Data for this task
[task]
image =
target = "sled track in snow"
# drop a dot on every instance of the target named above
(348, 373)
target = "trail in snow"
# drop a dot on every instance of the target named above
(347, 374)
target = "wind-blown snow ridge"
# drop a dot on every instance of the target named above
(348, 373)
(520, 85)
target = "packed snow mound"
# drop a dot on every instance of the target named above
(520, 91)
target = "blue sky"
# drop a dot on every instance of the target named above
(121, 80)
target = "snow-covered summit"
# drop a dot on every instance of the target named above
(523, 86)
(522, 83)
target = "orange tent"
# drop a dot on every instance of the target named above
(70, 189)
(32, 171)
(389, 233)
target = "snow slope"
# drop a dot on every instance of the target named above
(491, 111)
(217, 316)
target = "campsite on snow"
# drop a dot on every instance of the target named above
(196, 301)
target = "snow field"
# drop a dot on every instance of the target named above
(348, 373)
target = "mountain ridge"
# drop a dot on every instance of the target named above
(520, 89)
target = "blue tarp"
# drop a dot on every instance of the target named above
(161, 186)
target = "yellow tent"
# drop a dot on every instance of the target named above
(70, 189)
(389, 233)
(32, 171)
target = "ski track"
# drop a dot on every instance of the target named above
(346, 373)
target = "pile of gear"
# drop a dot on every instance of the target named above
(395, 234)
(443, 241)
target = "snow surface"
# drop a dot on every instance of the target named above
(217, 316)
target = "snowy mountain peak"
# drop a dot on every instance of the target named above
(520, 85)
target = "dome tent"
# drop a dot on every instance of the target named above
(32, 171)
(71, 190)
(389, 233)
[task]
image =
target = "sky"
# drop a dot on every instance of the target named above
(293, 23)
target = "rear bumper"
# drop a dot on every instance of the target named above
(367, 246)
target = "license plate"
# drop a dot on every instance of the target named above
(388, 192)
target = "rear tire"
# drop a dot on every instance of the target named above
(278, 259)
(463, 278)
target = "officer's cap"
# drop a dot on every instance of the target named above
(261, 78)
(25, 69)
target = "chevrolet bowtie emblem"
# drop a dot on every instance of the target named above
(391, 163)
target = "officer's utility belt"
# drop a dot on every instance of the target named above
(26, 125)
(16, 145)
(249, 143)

Request
Produce an exact copy of the whole listing.

Result for this task
[task]
image =
target = "sled track in snow"
# drop a dot on every instance of the target named above
(348, 373)
target = "trail in snow"
# drop a dot on every instance of the target named above
(347, 374)
target = "wind-blown snow ridge"
# drop a dot on every instance of the target named above
(348, 373)
(520, 85)
target = "packed snow mound"
# drop a dot on every instance of the target named above
(520, 91)
target = "blue sky"
# drop a dot on every instance of the target named above
(121, 80)
target = "snow-covered summit"
# drop a dot on every instance of the target named above
(523, 86)
(522, 83)
target = "orange tent"
# drop a dot on every instance of the target named above
(70, 189)
(32, 171)
(389, 233)
target = "snow slope"
# drop a dot on every instance of the target named above
(491, 111)
(217, 316)
target = "campsite on snow"
# drop a dot on every instance of the target named above
(196, 301)
target = "snow field"
# drop a dot on every instance of the target named above
(348, 373)
target = "mountain ridge"
# drop a dot on every instance of the target named above
(520, 89)
target = "blue tarp"
# drop a dot on every instance of the target named above
(161, 186)
target = "yellow tent"
# drop a dot on every instance of the target named above
(70, 189)
(389, 233)
(32, 171)
target = "ski track"
# drop a dot on every instance of the target named above
(346, 373)
target = "pile of gear"
# drop a dot on every instance of the target named above
(395, 234)
(443, 241)
target = "snow surface"
# drop a dot on every instance of the target named above
(217, 316)
target = "snowy mountain peak"
# drop a dot on every instance of the target named above
(520, 85)
target = "dome tent"
# drop a dot on every instance of the target named above
(32, 171)
(71, 190)
(389, 233)
[task]
image =
target = "sky"
# drop a dot on every instance of the target named above
(293, 23)
target = "rear bumper"
# drop a dot on every instance of the target named above
(367, 246)
target = "license plate"
# drop a dot on every instance of the target named above
(388, 192)
target = "rear tire"
# drop a dot on every instance of the target named above
(278, 259)
(463, 278)
target = "officer's cap"
# drop a dot on every instance of the target named above
(261, 78)
(25, 69)
target = "chevrolet bowtie emblem"
# drop a dot on every instance of the target named above
(391, 163)
target = "officer's utility belt"
# drop a dot on every instance of the target named above
(26, 125)
(16, 145)
(249, 143)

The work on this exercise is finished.